- [SHORT TASK]: Rewrite all of the data below with "formatted like" switched to "structured like", leaving everything else unchanged.

Records from an annotation dataset:
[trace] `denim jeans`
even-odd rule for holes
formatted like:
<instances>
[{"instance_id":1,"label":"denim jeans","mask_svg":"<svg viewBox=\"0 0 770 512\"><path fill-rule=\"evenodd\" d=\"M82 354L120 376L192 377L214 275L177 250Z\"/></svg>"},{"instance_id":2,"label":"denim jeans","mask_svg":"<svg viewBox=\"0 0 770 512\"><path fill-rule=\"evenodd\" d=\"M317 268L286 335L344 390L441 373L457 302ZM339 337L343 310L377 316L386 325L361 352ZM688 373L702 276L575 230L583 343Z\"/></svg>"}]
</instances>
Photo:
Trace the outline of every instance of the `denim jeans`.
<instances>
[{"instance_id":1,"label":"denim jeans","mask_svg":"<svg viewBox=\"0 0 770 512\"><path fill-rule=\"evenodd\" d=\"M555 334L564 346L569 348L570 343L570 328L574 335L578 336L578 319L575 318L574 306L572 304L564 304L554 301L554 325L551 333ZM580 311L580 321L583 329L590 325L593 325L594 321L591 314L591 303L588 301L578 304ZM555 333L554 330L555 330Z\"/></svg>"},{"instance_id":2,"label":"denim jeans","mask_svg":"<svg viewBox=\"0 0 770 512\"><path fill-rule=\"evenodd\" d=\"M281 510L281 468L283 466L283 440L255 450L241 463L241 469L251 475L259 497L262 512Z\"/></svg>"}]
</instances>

- [RESULT OF THE EXERCISE]:
[trace] `denim jeans`
even-odd rule for holes
structured like:
<instances>
[{"instance_id":1,"label":"denim jeans","mask_svg":"<svg viewBox=\"0 0 770 512\"><path fill-rule=\"evenodd\" d=\"M82 354L120 376L192 377L214 275L177 250Z\"/></svg>"},{"instance_id":2,"label":"denim jeans","mask_svg":"<svg viewBox=\"0 0 770 512\"><path fill-rule=\"evenodd\" d=\"M317 268L286 335L344 390L441 373L457 302ZM339 337L343 310L377 316L386 325L361 352ZM688 373L702 276L575 230L583 343Z\"/></svg>"}]
</instances>
Photo:
Trace the outline of every instance of the `denim jeans`.
<instances>
[{"instance_id":1,"label":"denim jeans","mask_svg":"<svg viewBox=\"0 0 770 512\"><path fill-rule=\"evenodd\" d=\"M555 334L564 346L569 348L570 343L570 328L574 335L578 336L578 319L575 318L574 306L572 304L564 304L554 301L554 325L551 333ZM580 311L580 321L583 329L590 325L593 325L594 321L591 314L591 303L588 301L578 304ZM555 333L554 330L555 330Z\"/></svg>"},{"instance_id":2,"label":"denim jeans","mask_svg":"<svg viewBox=\"0 0 770 512\"><path fill-rule=\"evenodd\" d=\"M281 510L281 468L283 466L283 440L255 450L241 463L241 469L251 475L259 497L262 512Z\"/></svg>"}]
</instances>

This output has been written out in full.